Turn the records below into a two-column CSV with the headers instruction and points: one row per record, its text under instruction and its answer under points, with each field in quotes and any line breaks replaced by spaces. Leave the pictures out.
--- Start of Given entries ---
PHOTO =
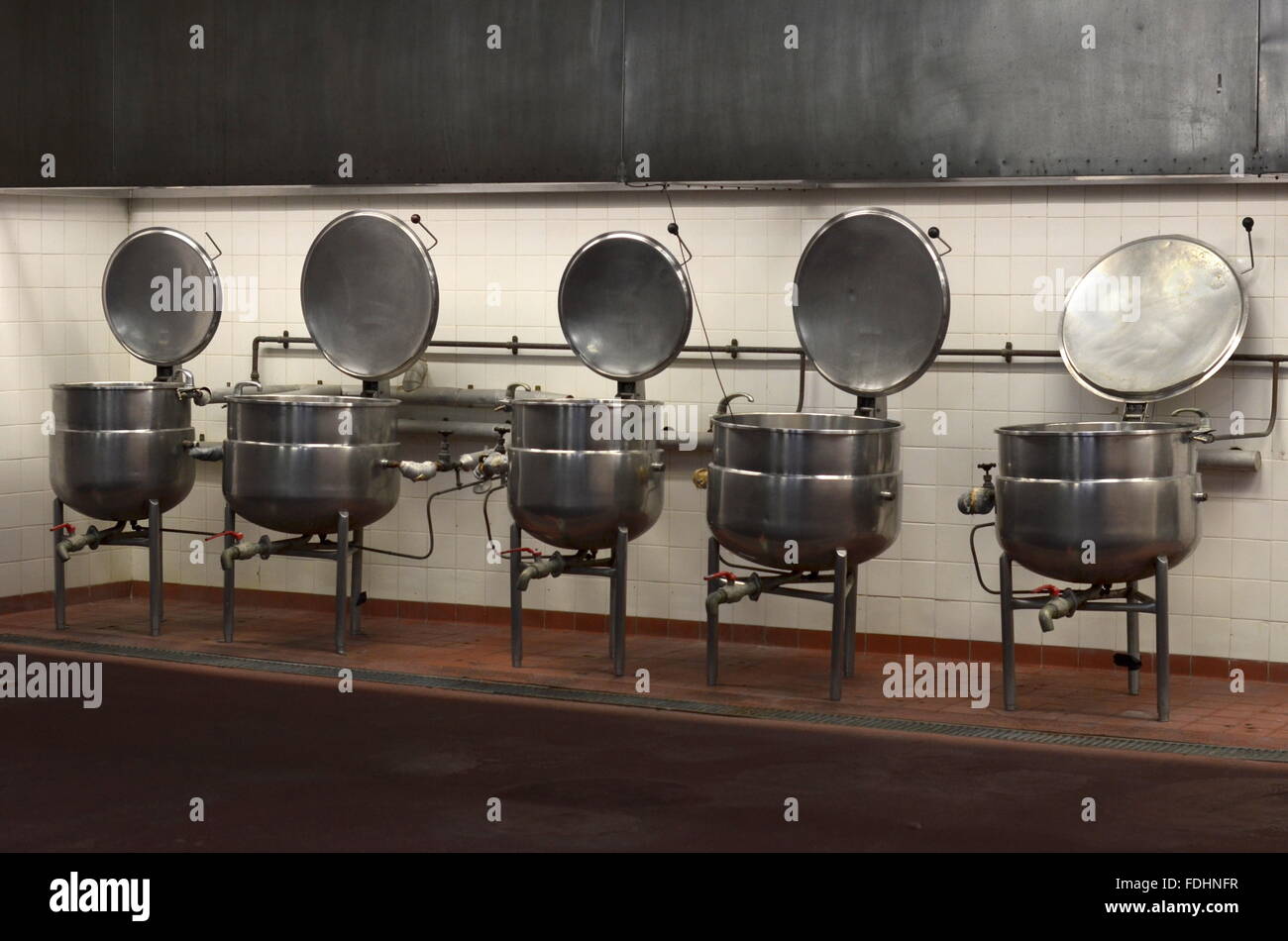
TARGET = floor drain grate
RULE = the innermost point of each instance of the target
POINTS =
(596, 698)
--- End of Given entries ---
Answer to this problem →
instruction,points
"PHOTO = TARGET = floor drain grate RULE = the innermost point of each instance of the target POINTS =","(596, 698)"